Task instructions: Reproduce all of the material below verbatim, keeping every line intact and unchanged.

Data for processing:
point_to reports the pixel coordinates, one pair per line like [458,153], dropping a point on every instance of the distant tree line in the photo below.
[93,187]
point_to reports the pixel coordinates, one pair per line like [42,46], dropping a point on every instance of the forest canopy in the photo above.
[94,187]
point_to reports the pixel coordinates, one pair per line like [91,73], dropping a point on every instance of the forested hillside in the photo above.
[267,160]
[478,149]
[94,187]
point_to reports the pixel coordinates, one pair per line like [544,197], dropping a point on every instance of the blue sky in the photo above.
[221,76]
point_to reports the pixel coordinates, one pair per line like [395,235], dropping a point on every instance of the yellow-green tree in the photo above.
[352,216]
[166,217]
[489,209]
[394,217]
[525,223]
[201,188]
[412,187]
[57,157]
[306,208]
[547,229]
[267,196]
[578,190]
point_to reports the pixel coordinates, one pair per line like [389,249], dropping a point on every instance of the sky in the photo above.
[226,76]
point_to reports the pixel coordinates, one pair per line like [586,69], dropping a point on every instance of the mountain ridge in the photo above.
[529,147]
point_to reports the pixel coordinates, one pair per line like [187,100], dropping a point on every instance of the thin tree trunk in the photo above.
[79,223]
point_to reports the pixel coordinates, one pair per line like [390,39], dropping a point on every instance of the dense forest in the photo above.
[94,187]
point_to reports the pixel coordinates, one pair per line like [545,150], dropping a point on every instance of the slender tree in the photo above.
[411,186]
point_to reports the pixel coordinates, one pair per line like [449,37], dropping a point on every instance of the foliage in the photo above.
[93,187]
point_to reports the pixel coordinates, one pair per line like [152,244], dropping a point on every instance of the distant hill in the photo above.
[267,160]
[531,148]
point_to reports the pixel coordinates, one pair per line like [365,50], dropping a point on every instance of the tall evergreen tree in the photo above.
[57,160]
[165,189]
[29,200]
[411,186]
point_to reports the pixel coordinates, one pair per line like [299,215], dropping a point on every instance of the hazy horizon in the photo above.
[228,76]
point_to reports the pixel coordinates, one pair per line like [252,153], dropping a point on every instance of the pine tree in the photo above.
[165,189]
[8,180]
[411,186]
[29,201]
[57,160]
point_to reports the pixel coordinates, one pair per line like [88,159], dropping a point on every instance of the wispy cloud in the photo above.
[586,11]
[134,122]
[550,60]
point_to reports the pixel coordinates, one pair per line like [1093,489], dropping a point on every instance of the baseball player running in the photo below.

Solution:
point_to reports the pixel coordinates, one pair per line like [458,153], dropping a point on every instance of the distant tree line in the photo below.
[93,187]
point_to reports the pixel coordinates, one pair per line like [42,46], dropping a point on every instance of the forest canopy in the photo above.
[94,187]
point_to reports the pixel coordinates, one pair per line like [91,73], dropping a point on every instance of the forested hillside in the photo above.
[267,160]
[478,149]
[94,187]
point_to reports the pixel coordinates, one pair per line like [544,197], dropping a point on every instance of the blue sky in the photo above.
[221,76]
point_to reports the pixel coordinates, one pair per line like [395,235], dropping a point on every instance of the yellow-green tree in the photo above.
[352,216]
[166,217]
[489,209]
[394,217]
[525,223]
[201,188]
[412,187]
[57,157]
[306,208]
[547,229]
[267,196]
[578,190]
point_to reports the pixel coordinates, one pair per line like [389,249], dropping a point on every instance of the sky in the photo above.
[226,76]
point_to reports the pixel coordinates, one pair per line like [586,69], dropping a point on every instance of the mountain ridge in the photo above.
[529,147]
point_to reports the pixel coordinates, one pair per line like [187,100], dropping a point on every instance of the thin tree trunk in the photo above.
[79,223]
point_to reports the pixel coordinates, one pair per line like [390,39], dropping a point on every instance of the dense forest in the photo above.
[94,187]
point_to reports the pixel coordinates, one pair per line like [545,150], dropping a point on every instance of the slender tree in the photo above.
[411,186]
point_to reports the pixel coordinates, one pair per line like [449,37], dropping a point on every instance of the foliage in the photo above.
[93,187]
point_to reports the pixel coordinates, one pair per line like [152,244], dropping a point on every instance of the distant hill in the photo above.
[267,160]
[531,148]
point_to reports the pixel coordinates, one pair per line like [365,50], dropping a point on every instance of the tall evergreen tree in the photo above.
[57,160]
[165,189]
[29,200]
[411,186]
point_to reports the pixel coordinates, one pair per line like [299,215], dropping a point on every instance of the hazy horizon in the photo above.
[228,76]
point_to reports the pixel coordinates, one pair per line like [252,153], dropping a point on every instance of the pine tree in the photo above.
[165,189]
[8,180]
[411,186]
[29,201]
[57,160]
point_to reports the pixel coordinates, one pair per line like [88,159], dropping a point on every instance of the wispy cloud in the photo above.
[586,11]
[134,122]
[550,60]
point_to reports the pixel coordinates, one pair per line like [1093,489], dropping a point on every instance of the baseball player running in the photo below.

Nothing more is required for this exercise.